Interview with Rex Frank: The 4 Profitability Levers a Service Desk Manager Can Control

Rex Frank Sea-Level Operations Frankly MSP podcast
Rex Frank

See the companion blog post to this interview with Rex Frank, where Rex digs deeper on the numbers and includes several tables and charts.

[16:01] The first lever is set when you’re deciding how much to pay your engineers. The second lever is your billing rate. The third lever is billable utilization. The fourth lever is the flat fee agreement ratio or agreement efficiency ratio.

[16:48] The fourth lever is the magic lever that can really set your profitability.

[17:03] MSPs are used to managing the first three levers.

[17:18] Every engineer has a bunch of non-billable time for things like sick days, vacation days, travel time, meetings, and so on. Altogether, it amounts to about 24% of their time.

[17:33] Payroll wrap is unaccounted for non-billable time that you put on your day to bring your timesheet up to eight hours. It should only amount to about 30 minutes a day. In some companies, Rex has seen payroll wrap of 4 and 5 hours per day. That’s crazy and not sustainable.

## Records supplied
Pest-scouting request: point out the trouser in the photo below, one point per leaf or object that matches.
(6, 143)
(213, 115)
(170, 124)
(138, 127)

## Exercise requirements
Write the continuation of the interview excerpt on service desk profitability levers, starting immediately after its final sentence.

## Output of the exercise
[17:57] A lot of service desk managers make a mistake with utilization.

[19:12] You can make a chart with the first three levers that tells you how much utilization you need.

[20:30] Being able to bill out your engineers at three times their pay is very doable yet many companies don’t achieve this. Inefficiency and a lack of focus on managing the business with financial metrics are the culprits.

[20:54] The time and materials model versus flat fee contracts.

[21:31] The fourth lever is an agreement efficiency ratio. Rex looks for a 1.25 efficiency ratio, meaning you’re doing $800 of work to bill $1,000.

[23:09] Factoring this ratio against billing rates can put you in the best in class when it comes to business margins.

[23:22] Getting a good efficiency ratio comes down to people, process, and technology.

[24:09] Margins are better with professional services. The work is scoped.

[24:43] Managed services can be even better margin because you leverage standardized products, tools, and processes. You can also leverage lower-cost engineers to do the work.

[25:31] Use the agreement ratio to stack your agreements from best to worst efficiency. Then examine the worst ones for things you’re doing wrong. Why are they under water?

[27:10] If you aren’t managing the fourth lever, you might be doing way more work than you’re getting paid for.

[27:58] Before hiring another engineer, fire bad clients—the ones where your efficiency ratio is the worst—to get those hours back.

[29:00] Usually the client doesn’t want to lose you, and they end up paying more to remain a client.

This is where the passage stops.